───── Excerpt to read

Study on Foreign Object Damage Law of Titanium Alloy Blade of an Aero-Engine Impacted by Sandstone

Using ANSYS/LS-DYNA software and plastic follow-up hardening constitutive model, a simulation model of foreign object impact damage of the first stage TC4 titanium alloy rotor blade of an aero-engine low-pressure compressor was established. The correctness of the finite element model is verified by the impact test of flat specimens. Furthermore, considering the centrifugal prestress, the damage caused by sandstone impacting rotor blades during the taxiing of the aircraft is simulated. The damage assessment results are compared with those obtained without considering the centrifugal prestress. The main findings imply that for the blade inlet edge located 392.85 mm from the engine shaft, the critical condition for producing a notch is that the sandstone with a diameter of 1.1 mm hits the inlet edge at a relative speed of 442.5 m/s. With the increased gravel radius, the angle between the direction of gravel impacting blade and engine shaft, the relative kinetic energy, impact force, and notch depth all increase exponentially, while the impact duration grows via the quadratic law, and the maximum width of the notch increases linearly. For the sandstone radius between 0.55 and 2.4 mm, the notch depth is less than the notch width. These findings can guide the judgment of blade accident causes or symptoms and have theoretical significance for fatigue design of blades with the foreign object damage account.

──────────

## Task to carry out
Reproduce the abstract on sandstone impact damage to titanium alloy compressor blades word for word, from its title through the final sentence.

───── Listed entries

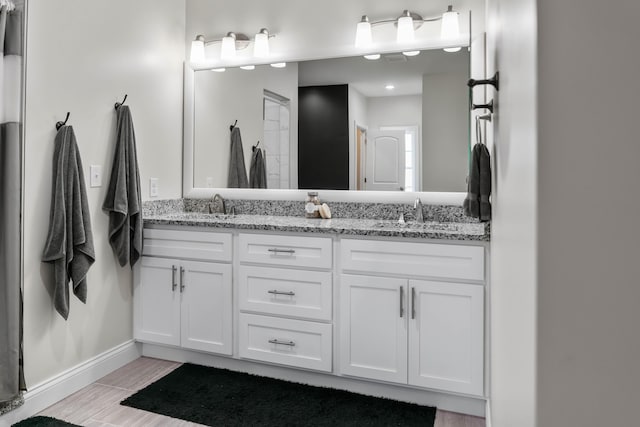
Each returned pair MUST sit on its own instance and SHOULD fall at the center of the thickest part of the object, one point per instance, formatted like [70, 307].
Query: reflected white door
[385, 161]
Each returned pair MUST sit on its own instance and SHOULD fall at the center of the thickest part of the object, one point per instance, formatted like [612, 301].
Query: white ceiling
[370, 77]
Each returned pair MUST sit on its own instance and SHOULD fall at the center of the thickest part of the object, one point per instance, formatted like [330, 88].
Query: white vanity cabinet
[183, 293]
[396, 328]
[285, 300]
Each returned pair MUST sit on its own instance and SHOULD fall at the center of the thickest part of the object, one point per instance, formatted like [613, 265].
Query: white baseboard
[68, 382]
[445, 401]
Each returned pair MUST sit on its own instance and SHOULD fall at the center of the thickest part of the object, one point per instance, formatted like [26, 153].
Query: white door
[385, 161]
[373, 328]
[446, 336]
[157, 302]
[206, 307]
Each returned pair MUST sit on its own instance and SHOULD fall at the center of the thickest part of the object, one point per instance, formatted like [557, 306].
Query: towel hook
[493, 81]
[60, 124]
[118, 104]
[488, 106]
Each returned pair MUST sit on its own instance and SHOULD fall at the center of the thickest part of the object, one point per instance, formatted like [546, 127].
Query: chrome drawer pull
[174, 284]
[278, 342]
[282, 251]
[276, 292]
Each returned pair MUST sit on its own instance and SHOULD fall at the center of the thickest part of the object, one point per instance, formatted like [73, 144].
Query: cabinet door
[157, 302]
[206, 307]
[373, 327]
[446, 336]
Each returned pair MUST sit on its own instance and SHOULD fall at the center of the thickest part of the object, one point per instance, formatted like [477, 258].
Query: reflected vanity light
[230, 44]
[406, 25]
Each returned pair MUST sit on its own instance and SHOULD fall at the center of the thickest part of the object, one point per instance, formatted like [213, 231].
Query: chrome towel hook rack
[118, 104]
[60, 124]
[493, 81]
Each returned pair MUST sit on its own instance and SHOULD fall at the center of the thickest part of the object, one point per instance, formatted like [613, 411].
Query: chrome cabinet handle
[278, 342]
[276, 292]
[282, 251]
[174, 284]
[413, 303]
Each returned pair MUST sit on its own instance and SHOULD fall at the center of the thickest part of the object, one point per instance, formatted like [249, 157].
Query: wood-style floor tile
[139, 373]
[82, 405]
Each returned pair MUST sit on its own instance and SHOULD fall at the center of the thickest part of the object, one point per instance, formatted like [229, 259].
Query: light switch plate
[96, 176]
[153, 187]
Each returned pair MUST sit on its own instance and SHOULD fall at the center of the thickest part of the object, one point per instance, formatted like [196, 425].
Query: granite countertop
[475, 231]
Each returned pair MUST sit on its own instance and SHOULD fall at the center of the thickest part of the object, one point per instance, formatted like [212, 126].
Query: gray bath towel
[258, 170]
[237, 169]
[477, 204]
[69, 244]
[123, 201]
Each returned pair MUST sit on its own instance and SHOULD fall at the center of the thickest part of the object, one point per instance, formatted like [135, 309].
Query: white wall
[358, 117]
[83, 56]
[589, 269]
[223, 98]
[511, 41]
[445, 137]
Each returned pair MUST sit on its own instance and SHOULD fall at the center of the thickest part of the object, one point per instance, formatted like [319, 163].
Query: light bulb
[405, 28]
[363, 33]
[261, 44]
[228, 49]
[450, 26]
[197, 50]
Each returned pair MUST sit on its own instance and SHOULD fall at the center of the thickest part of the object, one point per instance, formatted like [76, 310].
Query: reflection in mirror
[399, 123]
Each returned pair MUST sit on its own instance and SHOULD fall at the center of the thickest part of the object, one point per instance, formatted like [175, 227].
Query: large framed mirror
[386, 130]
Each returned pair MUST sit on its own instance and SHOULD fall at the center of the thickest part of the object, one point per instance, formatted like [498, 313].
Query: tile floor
[98, 405]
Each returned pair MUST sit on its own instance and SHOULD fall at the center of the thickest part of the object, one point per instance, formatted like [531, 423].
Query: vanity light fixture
[406, 25]
[230, 44]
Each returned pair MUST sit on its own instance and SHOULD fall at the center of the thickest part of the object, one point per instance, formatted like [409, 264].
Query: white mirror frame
[189, 191]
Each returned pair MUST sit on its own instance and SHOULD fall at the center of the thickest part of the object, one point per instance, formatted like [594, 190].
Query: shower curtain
[11, 374]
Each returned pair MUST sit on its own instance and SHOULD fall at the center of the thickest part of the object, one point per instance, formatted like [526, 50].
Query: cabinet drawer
[295, 251]
[283, 292]
[285, 341]
[197, 245]
[415, 259]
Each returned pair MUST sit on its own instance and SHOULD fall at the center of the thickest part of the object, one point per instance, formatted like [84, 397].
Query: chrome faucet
[217, 205]
[417, 205]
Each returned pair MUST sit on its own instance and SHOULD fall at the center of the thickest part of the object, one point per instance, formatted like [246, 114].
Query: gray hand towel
[237, 170]
[477, 204]
[257, 170]
[69, 244]
[123, 201]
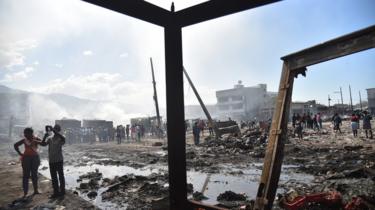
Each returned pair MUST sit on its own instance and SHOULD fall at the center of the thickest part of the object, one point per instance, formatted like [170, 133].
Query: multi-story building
[308, 107]
[371, 100]
[240, 102]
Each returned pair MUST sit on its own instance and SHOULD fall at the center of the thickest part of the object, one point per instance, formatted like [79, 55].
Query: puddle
[246, 182]
[240, 179]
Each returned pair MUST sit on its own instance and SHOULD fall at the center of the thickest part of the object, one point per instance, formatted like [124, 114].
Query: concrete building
[68, 123]
[97, 124]
[196, 111]
[308, 107]
[240, 102]
[371, 100]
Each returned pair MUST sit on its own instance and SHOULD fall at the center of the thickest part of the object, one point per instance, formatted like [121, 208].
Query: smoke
[45, 109]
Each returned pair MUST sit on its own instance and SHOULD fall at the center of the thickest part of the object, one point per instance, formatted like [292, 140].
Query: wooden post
[276, 140]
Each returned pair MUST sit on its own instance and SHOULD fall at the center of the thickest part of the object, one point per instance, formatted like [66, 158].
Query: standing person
[210, 128]
[367, 124]
[336, 119]
[196, 133]
[299, 129]
[55, 158]
[127, 132]
[30, 160]
[319, 120]
[201, 126]
[118, 134]
[294, 119]
[355, 124]
[138, 132]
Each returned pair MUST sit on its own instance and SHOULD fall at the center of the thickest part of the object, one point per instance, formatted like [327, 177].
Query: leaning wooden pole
[155, 95]
[209, 118]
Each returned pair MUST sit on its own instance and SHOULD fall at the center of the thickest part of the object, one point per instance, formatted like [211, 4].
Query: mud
[135, 176]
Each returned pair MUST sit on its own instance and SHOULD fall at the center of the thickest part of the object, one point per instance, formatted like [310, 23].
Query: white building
[371, 100]
[240, 102]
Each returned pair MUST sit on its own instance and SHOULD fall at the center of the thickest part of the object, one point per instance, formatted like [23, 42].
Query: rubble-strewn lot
[135, 176]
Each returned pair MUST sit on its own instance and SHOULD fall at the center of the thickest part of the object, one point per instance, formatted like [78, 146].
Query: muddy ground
[224, 172]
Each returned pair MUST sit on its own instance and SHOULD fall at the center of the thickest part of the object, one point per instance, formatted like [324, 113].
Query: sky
[79, 49]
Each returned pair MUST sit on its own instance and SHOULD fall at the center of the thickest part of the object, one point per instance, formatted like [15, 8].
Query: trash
[231, 196]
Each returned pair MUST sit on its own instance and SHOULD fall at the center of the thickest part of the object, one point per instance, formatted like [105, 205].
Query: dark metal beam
[137, 9]
[351, 43]
[175, 116]
[216, 8]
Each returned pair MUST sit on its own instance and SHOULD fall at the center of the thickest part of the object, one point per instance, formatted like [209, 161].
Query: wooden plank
[137, 9]
[276, 140]
[351, 43]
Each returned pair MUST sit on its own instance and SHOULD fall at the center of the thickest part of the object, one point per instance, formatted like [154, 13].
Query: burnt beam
[135, 8]
[175, 116]
[216, 8]
[351, 43]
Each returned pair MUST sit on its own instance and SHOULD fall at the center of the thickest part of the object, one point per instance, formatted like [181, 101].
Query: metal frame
[173, 22]
[295, 64]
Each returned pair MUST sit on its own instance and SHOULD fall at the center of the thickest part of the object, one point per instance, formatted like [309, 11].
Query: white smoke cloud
[109, 97]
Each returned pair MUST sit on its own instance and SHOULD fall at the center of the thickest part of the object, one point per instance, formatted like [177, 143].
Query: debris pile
[252, 142]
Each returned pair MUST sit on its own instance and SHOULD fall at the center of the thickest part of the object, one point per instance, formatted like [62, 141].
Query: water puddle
[239, 179]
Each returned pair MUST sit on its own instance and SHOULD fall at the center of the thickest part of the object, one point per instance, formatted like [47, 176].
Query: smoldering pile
[251, 142]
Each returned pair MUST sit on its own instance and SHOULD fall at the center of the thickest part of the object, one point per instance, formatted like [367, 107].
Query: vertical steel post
[360, 99]
[351, 100]
[276, 140]
[175, 115]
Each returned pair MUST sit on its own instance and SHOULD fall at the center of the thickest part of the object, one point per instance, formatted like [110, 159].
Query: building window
[223, 99]
[237, 98]
[223, 107]
[237, 106]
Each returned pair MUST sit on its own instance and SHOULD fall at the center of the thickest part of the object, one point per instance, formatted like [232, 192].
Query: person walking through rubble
[299, 129]
[367, 124]
[118, 134]
[55, 158]
[336, 119]
[319, 120]
[355, 124]
[196, 132]
[30, 159]
[127, 132]
[294, 119]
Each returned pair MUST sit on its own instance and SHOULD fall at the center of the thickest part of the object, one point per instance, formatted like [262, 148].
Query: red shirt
[31, 147]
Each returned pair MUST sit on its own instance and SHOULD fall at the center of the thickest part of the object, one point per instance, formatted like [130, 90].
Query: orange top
[31, 147]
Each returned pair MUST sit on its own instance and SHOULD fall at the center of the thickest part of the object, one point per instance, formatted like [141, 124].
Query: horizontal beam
[137, 9]
[351, 43]
[216, 8]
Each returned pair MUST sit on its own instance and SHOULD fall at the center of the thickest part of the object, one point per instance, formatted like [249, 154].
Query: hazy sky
[73, 47]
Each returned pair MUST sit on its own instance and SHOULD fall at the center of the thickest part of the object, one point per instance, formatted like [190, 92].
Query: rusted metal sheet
[351, 43]
[196, 205]
[293, 65]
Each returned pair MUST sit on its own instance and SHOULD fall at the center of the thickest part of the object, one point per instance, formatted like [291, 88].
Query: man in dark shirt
[55, 157]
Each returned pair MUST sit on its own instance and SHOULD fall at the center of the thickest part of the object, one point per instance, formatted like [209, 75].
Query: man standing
[30, 160]
[127, 132]
[196, 132]
[367, 124]
[55, 157]
[336, 119]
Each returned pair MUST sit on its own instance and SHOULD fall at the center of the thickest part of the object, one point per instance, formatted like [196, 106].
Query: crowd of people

──────────

## Reply to the exercise
Study on Foreign Object Damage Law of Titanium Alloy Blade of an Aero-Engine Impacted by Sandstone

Using ANSYS/LS-DYNA software and plastic follow-up hardening constitutive model, a simulation model of foreign object impact damage of the first stage TC4 titanium alloy rotor blade of an aero-engine low-pressure compressor was established. The correctness of the finite element model is verified by the impact test of flat specimens. Furthermore, considering the centrifugal prestress, the damage caused by sandstone impacting rotor blades during the taxiing of the aircraft is simulated. The damage assessment results are compared with those obtained without considering the centrifugal prestress. The main findings imply that for the blade inlet edge located 392.85 mm from the engine shaft, the critical condition for producing a notch is that the sandstone with a diameter of 1.1 mm hits the inlet edge at a relative speed of 442.5 m/s. With the increased gravel radius, the angle between the direction of gravel impacting blade and engine shaft, the relative kinetic energy, impact force, and notch depth all increase exponentially, while the impact duration grows via the quadratic law, and the maximum width of the notch increases linearly. For the sandstone radius between 0.55 and 2.4 mm, the notch depth is less than the notch width. These findings can guide the judgment of blade accident causes or symptoms and have theoretical significance for fatigue design of blades with the foreign object damage account.